READING PASSAGE:
◆ ◆ ◆
CLARIFICATION: Duplicate content, Domain Sandboxing, Footprints and the resulting Google Slaps

by 47 replies
58
Many people are asking questions relating to Duplicate Content, Domain Sandboxing, and Footprints. Nevertheless, many answers tend to end with a question mark.

Warrior Forum is "a Great Source" filled with top qualified, experienced Internet Marketers and SEO Experts
Many TOP Warriors here are renouned for their IM qualities and highly respected.

Can we use this opportunity and their expertise to discuss and clarify the exact meaning of the following, in context with Autobloging:

1. Duplicate Content = DC
a) What is DC exactly
b) To what extent can DC be penalized
c) are too similar articles on one site classified as DC (Autoblogs)
d) When is an Article classified as unique, where is the borderline(if it exists at all)
2. Domain Sandboxing with Backlinks= DS
a) What is the meaning of Domain Sandboxing through incorrect backlinking(backlinking to the same domain)
b) What role does DS play when backlinking from an addon-Domain to the main Domain
c) What role does DS play when backlinking from 10 sub-Domains to the same addon-Domainor from one addon-domain to another on the same server
3. Footprint = FP
a) What is a FP
b) when will a FB be recognized by an SE
c) To what extent can a FP be penalized
d) What types of FP are there
e) How can a Newbie recognize and avoid FP
I am sure that clarifying these points will be of enormous help to many existing and upcoming Warriors and it would be good to here some expert opinions

Thanks
Tigerwar
#search engine optimization #clarification #content #domain #duplicate #footprints #google #resulting #sandboxing #slaps
  • Hi Tigerz,

    I'm not qualified to talk about points 2 and 3, but I can talk about Dupe Content.

    Google says:

    "Duplicate content generally refers to substantive blocks of content within or across domains that either completely match other content or are appreciably similar"

    Let's take an article on the BBC website.

    The BBC has a syndication team. They actively seek out other news sources to carry their stories.

    The result? 1000's of sites carrying the same story. Verbatim.

    Duplicate content? Yep. Penalized? Nope.

    Google's smarter than that. But how?
◆ ◆ ◆
DATASET EXCERPTS:
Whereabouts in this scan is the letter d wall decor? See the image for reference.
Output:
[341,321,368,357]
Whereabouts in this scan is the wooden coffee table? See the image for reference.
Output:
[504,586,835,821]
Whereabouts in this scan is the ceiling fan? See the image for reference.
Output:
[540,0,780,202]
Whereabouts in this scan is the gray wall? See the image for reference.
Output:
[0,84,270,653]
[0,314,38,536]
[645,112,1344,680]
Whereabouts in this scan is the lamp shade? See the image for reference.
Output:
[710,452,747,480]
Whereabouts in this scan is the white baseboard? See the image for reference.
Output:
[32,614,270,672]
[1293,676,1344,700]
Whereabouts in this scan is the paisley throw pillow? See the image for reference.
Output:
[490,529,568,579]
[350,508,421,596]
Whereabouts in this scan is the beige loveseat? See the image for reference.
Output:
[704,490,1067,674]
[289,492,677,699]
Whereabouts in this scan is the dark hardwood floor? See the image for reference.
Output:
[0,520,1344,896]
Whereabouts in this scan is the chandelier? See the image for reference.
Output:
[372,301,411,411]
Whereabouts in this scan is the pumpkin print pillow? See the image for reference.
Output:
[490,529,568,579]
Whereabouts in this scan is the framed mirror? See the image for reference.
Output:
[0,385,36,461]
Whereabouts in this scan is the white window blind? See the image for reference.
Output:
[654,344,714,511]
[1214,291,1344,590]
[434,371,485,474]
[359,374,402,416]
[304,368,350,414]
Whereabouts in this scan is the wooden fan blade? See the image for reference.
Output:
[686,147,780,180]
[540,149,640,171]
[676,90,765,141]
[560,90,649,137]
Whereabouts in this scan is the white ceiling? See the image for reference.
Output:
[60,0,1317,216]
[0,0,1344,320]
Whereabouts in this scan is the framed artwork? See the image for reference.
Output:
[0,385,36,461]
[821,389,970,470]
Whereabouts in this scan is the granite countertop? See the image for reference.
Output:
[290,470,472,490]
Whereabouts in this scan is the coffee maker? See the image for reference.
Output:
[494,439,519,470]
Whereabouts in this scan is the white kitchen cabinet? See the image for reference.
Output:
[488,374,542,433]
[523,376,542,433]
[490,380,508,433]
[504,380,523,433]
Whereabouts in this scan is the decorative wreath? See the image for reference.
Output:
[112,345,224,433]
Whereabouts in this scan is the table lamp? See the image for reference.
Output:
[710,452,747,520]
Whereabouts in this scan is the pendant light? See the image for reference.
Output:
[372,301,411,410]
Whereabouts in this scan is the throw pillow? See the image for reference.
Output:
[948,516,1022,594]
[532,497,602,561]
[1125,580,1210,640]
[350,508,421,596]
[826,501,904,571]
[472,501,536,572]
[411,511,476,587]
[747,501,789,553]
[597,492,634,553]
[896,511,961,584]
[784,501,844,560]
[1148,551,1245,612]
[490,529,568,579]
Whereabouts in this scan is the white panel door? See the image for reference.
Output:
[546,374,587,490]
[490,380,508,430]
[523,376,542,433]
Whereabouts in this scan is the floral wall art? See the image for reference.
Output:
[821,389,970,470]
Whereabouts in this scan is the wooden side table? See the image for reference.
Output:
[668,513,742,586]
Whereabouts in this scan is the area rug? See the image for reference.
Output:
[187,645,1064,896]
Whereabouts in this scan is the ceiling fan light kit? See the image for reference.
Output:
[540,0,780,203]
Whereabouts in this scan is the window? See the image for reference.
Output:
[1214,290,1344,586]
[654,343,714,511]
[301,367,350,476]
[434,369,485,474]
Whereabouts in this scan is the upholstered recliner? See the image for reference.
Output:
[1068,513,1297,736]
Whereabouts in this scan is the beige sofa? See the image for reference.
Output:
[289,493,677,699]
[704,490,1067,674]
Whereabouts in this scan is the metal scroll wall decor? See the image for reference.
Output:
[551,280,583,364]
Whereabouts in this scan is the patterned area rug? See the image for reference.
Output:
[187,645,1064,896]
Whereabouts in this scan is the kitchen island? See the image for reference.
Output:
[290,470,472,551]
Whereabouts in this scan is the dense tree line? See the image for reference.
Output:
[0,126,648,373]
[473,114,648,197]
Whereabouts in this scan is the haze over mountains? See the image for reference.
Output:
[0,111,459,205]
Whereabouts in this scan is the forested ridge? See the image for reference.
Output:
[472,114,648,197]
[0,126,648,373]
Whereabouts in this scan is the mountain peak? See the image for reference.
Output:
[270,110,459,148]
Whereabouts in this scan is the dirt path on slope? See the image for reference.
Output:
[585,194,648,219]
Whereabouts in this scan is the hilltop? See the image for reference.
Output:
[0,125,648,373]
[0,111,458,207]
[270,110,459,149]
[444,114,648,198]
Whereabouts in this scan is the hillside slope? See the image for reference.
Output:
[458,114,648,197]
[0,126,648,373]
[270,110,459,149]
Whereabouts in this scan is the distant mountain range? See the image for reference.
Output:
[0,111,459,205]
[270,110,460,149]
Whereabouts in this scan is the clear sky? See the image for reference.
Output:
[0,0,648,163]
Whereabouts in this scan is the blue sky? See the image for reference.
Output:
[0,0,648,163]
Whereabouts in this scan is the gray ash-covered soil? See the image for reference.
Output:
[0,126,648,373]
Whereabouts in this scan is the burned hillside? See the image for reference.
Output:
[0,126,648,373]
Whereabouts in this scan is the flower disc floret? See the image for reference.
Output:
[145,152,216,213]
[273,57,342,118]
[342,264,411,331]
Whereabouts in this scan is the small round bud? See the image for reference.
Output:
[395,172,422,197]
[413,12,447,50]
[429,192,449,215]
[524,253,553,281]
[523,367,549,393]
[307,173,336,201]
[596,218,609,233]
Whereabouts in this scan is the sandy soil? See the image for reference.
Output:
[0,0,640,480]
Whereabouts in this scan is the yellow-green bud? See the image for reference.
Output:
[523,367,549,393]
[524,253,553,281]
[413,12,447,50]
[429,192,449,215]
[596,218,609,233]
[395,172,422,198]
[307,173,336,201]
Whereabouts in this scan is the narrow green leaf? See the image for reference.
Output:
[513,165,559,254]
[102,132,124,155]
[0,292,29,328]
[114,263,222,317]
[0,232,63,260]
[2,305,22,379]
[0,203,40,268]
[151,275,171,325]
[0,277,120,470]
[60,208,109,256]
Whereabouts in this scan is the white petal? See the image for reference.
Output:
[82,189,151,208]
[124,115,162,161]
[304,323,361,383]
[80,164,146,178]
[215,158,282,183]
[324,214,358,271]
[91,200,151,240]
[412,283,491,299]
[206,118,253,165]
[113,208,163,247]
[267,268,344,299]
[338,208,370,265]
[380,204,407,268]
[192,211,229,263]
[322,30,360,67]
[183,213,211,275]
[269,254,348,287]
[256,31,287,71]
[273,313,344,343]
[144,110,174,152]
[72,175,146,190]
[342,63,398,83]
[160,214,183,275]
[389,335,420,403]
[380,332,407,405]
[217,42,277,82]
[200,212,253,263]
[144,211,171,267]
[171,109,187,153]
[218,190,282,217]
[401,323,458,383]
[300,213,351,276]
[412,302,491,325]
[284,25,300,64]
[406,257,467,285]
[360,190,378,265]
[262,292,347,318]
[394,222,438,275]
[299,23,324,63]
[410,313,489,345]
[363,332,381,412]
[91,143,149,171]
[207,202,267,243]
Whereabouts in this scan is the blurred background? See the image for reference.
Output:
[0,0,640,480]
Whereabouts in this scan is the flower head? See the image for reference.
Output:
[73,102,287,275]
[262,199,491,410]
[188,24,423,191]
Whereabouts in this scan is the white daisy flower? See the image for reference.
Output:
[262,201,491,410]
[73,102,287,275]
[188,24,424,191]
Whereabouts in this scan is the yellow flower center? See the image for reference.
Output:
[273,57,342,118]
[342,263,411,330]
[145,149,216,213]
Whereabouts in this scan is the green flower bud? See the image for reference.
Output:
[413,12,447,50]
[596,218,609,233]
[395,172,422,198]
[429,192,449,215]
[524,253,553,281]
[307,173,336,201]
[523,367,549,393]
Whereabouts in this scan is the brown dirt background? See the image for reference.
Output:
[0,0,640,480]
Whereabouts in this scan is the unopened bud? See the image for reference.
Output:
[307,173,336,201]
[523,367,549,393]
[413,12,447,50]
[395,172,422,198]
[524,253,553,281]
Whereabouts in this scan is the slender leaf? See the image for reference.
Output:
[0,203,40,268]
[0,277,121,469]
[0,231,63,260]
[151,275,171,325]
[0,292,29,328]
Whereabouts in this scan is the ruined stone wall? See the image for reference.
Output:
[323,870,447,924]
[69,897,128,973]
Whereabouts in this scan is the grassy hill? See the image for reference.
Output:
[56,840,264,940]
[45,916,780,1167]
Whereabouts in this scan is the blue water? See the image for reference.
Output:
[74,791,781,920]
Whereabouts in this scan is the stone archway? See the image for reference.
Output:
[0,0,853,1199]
◆ ◆ ◆
List each abbreviation the forum thread on duplicate content defines in its numbered list, with what it stands for. You won't need the items for this.

- DC: Duplicate Content
- DS: Domain Sandboxing with Backlinks
- FP: Footprint